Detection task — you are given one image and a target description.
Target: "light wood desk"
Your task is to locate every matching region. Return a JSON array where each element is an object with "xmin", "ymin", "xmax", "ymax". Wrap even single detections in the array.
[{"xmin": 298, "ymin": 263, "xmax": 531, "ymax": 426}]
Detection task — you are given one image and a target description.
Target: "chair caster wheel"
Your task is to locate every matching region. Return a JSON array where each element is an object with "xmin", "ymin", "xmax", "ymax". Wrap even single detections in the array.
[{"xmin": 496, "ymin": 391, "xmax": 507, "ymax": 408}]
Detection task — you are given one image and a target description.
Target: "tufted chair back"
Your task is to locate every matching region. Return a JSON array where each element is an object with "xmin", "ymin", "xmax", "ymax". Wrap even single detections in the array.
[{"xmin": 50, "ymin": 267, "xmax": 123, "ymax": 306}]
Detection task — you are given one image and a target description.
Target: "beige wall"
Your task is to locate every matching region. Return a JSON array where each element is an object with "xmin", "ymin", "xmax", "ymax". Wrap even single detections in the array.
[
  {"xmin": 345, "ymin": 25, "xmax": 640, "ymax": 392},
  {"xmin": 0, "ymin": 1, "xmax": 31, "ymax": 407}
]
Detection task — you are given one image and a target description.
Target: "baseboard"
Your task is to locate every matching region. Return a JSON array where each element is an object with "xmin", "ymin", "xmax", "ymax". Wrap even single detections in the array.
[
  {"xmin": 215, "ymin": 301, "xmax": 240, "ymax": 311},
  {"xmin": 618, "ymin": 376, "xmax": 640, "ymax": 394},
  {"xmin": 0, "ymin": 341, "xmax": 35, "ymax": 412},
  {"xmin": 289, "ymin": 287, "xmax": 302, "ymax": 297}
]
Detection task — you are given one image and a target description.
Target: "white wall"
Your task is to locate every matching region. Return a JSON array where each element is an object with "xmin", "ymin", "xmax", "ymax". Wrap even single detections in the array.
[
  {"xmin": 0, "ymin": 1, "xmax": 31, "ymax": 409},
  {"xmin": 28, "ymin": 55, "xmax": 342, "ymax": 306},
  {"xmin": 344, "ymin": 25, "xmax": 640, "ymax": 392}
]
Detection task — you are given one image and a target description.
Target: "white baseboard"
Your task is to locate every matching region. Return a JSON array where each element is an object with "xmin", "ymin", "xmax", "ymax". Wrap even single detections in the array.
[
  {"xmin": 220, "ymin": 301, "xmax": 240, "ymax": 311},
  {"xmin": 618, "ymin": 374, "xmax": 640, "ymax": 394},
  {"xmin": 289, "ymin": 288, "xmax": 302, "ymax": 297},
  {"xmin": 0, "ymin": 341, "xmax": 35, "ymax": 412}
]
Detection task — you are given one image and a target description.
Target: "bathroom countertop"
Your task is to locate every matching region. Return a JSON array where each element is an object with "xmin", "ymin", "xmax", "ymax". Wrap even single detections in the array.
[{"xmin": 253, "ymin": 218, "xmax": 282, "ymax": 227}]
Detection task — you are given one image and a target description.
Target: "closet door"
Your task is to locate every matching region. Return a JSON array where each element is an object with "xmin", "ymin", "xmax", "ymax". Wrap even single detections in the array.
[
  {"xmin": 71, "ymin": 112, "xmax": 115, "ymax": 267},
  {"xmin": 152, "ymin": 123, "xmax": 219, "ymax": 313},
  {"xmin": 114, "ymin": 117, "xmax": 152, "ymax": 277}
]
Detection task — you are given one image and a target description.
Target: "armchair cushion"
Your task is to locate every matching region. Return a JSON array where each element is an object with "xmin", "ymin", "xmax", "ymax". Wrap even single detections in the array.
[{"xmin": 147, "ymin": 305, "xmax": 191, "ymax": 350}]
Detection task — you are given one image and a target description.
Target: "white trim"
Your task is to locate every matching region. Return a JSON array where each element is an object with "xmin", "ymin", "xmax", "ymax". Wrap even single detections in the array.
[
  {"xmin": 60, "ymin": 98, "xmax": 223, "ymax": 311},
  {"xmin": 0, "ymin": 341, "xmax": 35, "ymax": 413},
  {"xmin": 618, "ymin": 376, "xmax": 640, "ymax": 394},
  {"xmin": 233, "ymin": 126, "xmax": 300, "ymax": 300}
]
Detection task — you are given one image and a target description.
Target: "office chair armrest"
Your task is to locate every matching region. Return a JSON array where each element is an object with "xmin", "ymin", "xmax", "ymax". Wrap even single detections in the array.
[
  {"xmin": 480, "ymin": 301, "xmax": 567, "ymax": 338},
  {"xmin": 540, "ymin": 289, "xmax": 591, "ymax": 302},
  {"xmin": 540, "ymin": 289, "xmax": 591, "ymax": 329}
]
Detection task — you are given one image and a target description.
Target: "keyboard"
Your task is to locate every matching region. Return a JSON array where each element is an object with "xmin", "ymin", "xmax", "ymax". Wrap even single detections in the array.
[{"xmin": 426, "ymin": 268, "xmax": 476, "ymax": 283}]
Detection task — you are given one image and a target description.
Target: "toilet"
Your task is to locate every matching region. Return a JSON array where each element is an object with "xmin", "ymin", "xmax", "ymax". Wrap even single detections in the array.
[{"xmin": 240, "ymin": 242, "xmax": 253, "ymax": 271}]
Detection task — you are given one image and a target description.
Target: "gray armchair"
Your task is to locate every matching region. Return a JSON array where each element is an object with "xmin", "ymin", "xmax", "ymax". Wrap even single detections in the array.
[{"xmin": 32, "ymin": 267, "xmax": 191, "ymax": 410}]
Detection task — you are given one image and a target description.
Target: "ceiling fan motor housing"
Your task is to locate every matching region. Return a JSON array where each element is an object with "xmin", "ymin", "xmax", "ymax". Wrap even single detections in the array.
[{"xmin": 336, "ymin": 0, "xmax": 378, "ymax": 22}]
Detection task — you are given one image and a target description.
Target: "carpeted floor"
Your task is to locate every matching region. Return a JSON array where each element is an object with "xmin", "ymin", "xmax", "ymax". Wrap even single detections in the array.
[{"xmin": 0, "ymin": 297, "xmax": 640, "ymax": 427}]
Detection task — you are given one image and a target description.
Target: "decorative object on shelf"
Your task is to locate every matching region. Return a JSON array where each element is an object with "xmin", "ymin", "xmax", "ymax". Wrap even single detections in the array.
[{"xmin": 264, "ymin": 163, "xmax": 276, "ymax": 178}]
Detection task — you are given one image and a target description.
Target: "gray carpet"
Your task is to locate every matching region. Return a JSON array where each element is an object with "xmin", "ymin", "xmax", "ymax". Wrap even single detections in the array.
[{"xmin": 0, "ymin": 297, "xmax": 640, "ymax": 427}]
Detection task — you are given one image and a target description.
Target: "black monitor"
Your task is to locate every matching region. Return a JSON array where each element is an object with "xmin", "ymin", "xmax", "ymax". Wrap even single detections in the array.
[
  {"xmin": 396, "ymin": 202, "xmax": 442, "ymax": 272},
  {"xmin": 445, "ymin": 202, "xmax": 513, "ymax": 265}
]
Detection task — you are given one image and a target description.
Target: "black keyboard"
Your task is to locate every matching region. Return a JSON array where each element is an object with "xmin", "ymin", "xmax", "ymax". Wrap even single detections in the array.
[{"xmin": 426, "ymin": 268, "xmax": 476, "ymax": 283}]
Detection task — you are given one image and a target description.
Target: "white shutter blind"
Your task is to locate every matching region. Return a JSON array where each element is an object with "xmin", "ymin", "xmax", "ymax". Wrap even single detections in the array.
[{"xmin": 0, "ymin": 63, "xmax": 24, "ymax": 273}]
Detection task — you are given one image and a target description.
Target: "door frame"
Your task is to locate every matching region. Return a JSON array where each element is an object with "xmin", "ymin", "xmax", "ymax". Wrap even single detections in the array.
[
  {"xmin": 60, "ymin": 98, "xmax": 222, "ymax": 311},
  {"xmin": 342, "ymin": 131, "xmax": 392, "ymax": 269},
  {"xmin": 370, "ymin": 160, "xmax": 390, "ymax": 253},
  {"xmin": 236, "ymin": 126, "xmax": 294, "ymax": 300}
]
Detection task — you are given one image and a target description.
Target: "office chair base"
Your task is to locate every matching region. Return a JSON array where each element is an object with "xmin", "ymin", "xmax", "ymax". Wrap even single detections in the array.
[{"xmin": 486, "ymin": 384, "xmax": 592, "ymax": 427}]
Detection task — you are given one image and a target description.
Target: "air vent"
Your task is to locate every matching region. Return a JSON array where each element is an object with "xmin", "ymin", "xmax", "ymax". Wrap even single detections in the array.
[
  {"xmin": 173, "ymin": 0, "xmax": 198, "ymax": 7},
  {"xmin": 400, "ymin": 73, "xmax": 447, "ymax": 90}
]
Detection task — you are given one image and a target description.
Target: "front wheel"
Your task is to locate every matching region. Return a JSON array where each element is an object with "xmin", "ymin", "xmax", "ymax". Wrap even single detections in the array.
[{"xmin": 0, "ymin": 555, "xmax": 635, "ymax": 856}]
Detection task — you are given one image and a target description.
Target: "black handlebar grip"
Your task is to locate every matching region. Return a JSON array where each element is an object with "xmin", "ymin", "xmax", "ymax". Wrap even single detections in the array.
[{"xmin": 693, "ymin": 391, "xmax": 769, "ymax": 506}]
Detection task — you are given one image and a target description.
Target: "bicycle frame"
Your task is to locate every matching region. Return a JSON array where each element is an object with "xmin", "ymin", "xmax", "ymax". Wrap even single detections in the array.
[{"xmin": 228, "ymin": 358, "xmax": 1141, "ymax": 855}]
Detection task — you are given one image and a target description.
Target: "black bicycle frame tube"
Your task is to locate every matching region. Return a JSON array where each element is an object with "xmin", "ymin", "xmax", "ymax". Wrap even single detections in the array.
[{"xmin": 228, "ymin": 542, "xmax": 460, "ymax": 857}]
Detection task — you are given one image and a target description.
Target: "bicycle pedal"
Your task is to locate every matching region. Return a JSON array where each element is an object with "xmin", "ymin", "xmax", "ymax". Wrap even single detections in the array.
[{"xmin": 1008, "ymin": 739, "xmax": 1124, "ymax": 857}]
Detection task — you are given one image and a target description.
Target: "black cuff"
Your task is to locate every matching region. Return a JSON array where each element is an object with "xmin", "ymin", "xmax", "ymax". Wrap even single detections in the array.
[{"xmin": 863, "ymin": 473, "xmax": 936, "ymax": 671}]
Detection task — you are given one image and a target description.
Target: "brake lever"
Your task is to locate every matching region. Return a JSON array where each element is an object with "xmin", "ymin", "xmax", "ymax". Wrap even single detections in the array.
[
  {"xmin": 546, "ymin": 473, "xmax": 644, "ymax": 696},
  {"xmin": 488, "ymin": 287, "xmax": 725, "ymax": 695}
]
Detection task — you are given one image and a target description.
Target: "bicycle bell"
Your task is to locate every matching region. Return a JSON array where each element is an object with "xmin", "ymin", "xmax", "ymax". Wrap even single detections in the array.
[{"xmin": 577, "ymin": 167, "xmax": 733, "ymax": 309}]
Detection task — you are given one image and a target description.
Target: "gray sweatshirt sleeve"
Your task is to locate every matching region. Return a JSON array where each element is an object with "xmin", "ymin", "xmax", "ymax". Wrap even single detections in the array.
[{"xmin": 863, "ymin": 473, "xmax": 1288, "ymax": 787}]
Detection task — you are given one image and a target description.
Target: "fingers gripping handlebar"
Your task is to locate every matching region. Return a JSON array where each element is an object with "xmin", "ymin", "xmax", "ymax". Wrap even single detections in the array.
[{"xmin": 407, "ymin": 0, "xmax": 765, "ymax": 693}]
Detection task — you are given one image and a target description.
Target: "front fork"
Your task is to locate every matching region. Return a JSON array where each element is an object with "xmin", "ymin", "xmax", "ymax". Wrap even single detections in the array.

§ §

» **Set task**: Pull out every line from the entries above that contains the word "keyboard", copying each one in full. Case counts.

» **The reply**:
Target: "keyboard"
Target: "black keyboard"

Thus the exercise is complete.